▶
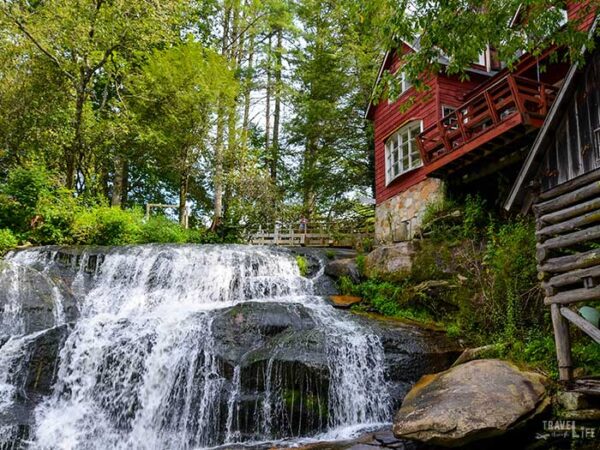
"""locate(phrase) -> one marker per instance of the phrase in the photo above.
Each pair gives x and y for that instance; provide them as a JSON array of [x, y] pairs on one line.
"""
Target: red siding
[[426, 106]]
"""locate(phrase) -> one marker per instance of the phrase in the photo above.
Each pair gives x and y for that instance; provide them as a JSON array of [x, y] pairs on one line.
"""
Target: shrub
[[302, 265], [7, 240], [161, 230], [104, 225], [20, 195], [361, 264]]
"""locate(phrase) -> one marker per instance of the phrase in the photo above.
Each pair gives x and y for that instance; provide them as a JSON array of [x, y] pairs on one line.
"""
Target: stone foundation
[[399, 218]]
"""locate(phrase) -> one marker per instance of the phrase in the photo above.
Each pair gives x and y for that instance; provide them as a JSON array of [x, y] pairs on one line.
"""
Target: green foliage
[[491, 292], [361, 262], [7, 240], [105, 225], [302, 265], [386, 298]]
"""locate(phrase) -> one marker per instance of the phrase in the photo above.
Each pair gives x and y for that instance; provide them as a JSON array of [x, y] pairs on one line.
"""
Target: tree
[[80, 39], [334, 72], [174, 98]]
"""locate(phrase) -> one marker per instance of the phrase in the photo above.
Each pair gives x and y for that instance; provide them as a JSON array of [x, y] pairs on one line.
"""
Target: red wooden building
[[455, 132]]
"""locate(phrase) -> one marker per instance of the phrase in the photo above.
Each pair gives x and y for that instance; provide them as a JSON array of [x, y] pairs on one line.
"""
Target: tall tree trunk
[[118, 178], [125, 183], [277, 115], [268, 102], [74, 152], [183, 190], [248, 94], [218, 178]]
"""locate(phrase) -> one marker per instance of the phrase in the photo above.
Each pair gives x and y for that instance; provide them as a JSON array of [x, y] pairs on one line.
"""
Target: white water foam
[[139, 371]]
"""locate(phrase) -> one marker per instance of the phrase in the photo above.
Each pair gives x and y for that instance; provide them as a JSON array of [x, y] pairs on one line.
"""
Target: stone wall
[[399, 218]]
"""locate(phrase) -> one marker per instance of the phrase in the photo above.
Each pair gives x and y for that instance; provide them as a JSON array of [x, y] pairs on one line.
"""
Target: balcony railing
[[510, 101]]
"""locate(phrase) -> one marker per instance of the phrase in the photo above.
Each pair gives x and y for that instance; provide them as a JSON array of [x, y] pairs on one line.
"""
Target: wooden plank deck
[[314, 235]]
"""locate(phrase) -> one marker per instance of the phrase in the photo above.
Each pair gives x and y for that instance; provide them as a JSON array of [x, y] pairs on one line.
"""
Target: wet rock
[[27, 300], [452, 408], [410, 351], [391, 261], [344, 301], [471, 354], [33, 373], [343, 268], [248, 326]]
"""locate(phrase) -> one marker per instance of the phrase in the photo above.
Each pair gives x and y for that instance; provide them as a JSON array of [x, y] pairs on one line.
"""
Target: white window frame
[[394, 155], [405, 82]]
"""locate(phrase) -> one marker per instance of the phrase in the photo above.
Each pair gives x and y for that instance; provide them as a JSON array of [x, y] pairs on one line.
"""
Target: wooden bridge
[[313, 234]]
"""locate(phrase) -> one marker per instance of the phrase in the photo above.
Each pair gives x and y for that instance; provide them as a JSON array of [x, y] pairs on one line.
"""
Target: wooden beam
[[576, 276], [581, 323], [573, 211], [571, 262], [514, 89], [563, 344], [475, 143], [569, 186], [567, 199], [577, 237], [574, 296], [491, 107], [569, 225]]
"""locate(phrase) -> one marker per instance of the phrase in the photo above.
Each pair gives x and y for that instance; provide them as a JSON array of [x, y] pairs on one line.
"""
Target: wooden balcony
[[509, 103]]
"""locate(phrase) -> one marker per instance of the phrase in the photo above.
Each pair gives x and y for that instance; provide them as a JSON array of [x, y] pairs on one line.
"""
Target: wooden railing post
[[543, 100], [563, 344], [442, 131], [517, 97], [491, 107], [424, 155], [461, 126]]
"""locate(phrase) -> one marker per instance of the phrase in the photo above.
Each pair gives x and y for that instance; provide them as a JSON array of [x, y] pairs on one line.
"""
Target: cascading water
[[148, 365]]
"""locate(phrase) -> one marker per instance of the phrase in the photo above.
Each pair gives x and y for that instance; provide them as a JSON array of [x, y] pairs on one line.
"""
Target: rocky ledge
[[474, 401]]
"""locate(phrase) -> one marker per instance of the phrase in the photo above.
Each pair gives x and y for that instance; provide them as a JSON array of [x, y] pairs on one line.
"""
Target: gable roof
[[415, 47], [535, 155]]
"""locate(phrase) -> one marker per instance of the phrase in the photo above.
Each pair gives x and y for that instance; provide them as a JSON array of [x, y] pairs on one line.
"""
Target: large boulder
[[470, 402], [394, 260], [31, 367], [30, 300], [282, 348]]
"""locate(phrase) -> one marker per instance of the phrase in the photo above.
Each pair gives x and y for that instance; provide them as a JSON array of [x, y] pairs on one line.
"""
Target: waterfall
[[144, 368]]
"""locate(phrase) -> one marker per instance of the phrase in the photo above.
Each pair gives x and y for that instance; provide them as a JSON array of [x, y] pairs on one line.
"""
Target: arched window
[[401, 151]]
◀
What is expected:
Copy out all the entries exactly. Images stay out of the copy.

Task result:
"""locate(phrase) -> one marker per instance of the phrase in the photo above.
Each pair gives x and y for that instance; provide them as a JSON array of [x, y] pairs on one line.
"""
Target: red siding
[[426, 106]]
"""locate(phrase) -> one marker per instance of the phrase in the photo above.
Each pair gives x and y for that instance; provide them as a JSON array of [x, y] pairs on one line.
"""
Target: shrub
[[302, 265], [7, 240], [161, 230], [104, 225], [20, 195], [361, 264]]
"""locate(phrase) -> one marker per instance of the phrase in the photo above.
Each pair gives x and y for that instance; provide them as a JSON array of [x, y] pairs on one line.
"""
Target: stone foundation
[[399, 218]]
"""locate(phrase) -> one marker per instance of the phrase in the photo above.
Each pair gives x and y for that instance; provide them as a JSON array of [x, y] pairs on one line.
"""
Target: green foliage
[[491, 292], [361, 262], [7, 240], [105, 225], [302, 265], [386, 298]]
"""locate(phrase) -> one marker per instance of the phrase in the photo above.
Each pair gives x and y for that instance; provide them as a JSON array of [x, y] pairs on one line.
"""
Target: tree
[[80, 39], [334, 72], [174, 98]]
"""locate(phrase) -> one marker per instance of the phrase in the photo above.
Each pair gives x and y for that instance; provide them as a JSON array of [x, y] pairs on one line.
"""
Target: red wooden building
[[455, 132]]
"""locate(phrase) -> one marker per instance of the phrase in the photo above.
Each pair gives x and y for that instance; provide them as a JSON array of [x, y] pairs on one line.
"""
Target: tall tree trunk
[[118, 178], [125, 183], [277, 115], [268, 102], [74, 152], [183, 190], [248, 94], [218, 178]]
"""locate(phrase) -> one marker per instance of the phrase in the photo above.
Each pair gives x and y for that instance; provide them as a JSON array of [x, y] pairs on one line.
"""
Target: white water foam
[[139, 371]]
"""locate(phrase) -> one marker per instance of the phrase in the photo above.
Each pair gives x and y for that instance; provide them as a JSON array of [x, y] pairs on one line.
"""
Target: stone wall
[[399, 218]]
"""locate(phrase) -> one marker per instance of the phrase in the photo above.
Each pair gives x and y for that instance; provide them as a JSON array of [x, y] pairs on one line.
"""
Target: balcony railing
[[510, 101]]
"""locate(phrase) -> one marker per instance of the phrase in the photo above.
Each pair gives x and y for that instance; provide them as a JSON array of [x, y] pairs on one line.
"""
Target: wooden plank deck
[[314, 235]]
"""locate(phrase) -> one marker per instance of the phrase in the photo above.
Each pair gives x and y for that instance; provide them as a JSON array of [x, y] pairs on one line.
"""
Target: wet rock
[[27, 300], [452, 408], [410, 351], [391, 261], [344, 301], [471, 354], [33, 373], [343, 268], [248, 326]]
"""locate(phrase) -> one marker per instance of the phrase in the photo above.
Each pair gives x and y for that instance; provide them as a JSON array of [x, y] pairs on one line.
"""
Target: white window frame
[[394, 155], [405, 82]]
"""locate(phrase) -> one marker per instance of the phrase in the photo above.
Each pair gives x and y for that instance; provide them as a JSON array of [x, y] pairs on one line.
"""
Target: wooden bridge
[[313, 234]]
"""locate(phrase) -> one marker per instance of the phrase in the photo above.
Each pair gives x and y for that instance; provide them as a JSON array of [x, y] pairs on one line.
"""
Target: wooden beam
[[576, 276], [581, 323], [573, 211], [571, 262], [514, 89], [563, 344], [475, 143], [569, 186], [567, 199], [577, 237], [574, 296], [491, 107], [569, 225]]
"""locate(phrase) -> one marker per instance of the phrase in the photo above.
Each pair gives x and y for that instance; provide them as a JSON array of [x, y] pairs on one line.
"""
Target: wooden balcony
[[509, 103]]
"""locate(phrase) -> one marker per instance of the phrase in the photo above.
Each pair gives x and y for that instance; provide them as a JSON array of [x, y] pairs on one line.
"""
Target: wooden railing post
[[543, 100], [563, 344], [442, 131], [517, 97], [491, 107], [424, 155], [461, 126]]
"""locate(phrase) -> one marker per instance of the phrase in the photo above.
Each pair gives x and y for that instance; provide them as a JSON array of [x, y] pairs on one line.
"""
Target: cascading water
[[148, 365]]
"""locate(phrase) -> one marker per instance of the phrase in the photo above.
Each pair gives x and y for that instance; provide them as a JSON array of [x, y] pairs on one line.
"""
Target: rocky ledge
[[474, 401]]
"""locate(phrase) -> one marker per instance of the phrase in the photo above.
Each pair gives x and y for that instance; provide them as a JSON array of [x, y] pairs on one line.
"""
Target: gable roof
[[415, 47], [535, 155]]
"""locate(phrase) -> one marker per instance of the phrase in the photo above.
Each pair gives x and y for that instance; provide them as a JSON array of [x, y] pairs on one line.
"""
Target: large boulder
[[470, 402], [394, 260], [31, 367], [30, 300], [282, 348]]
"""locate(phrase) -> one marker per instance of the phrase in the photo above.
Each pair gives x and y for that instance; provide them as a JSON array of [x, y] pairs on one line.
"""
Target: waterfall
[[144, 368]]
"""locate(phrase) -> one marker per instance of the phrase in the photo above.
Each pair gives x and y for that instance; provide them as a JSON array of [x, y] pairs on one line.
"""
Target: arched window
[[401, 151]]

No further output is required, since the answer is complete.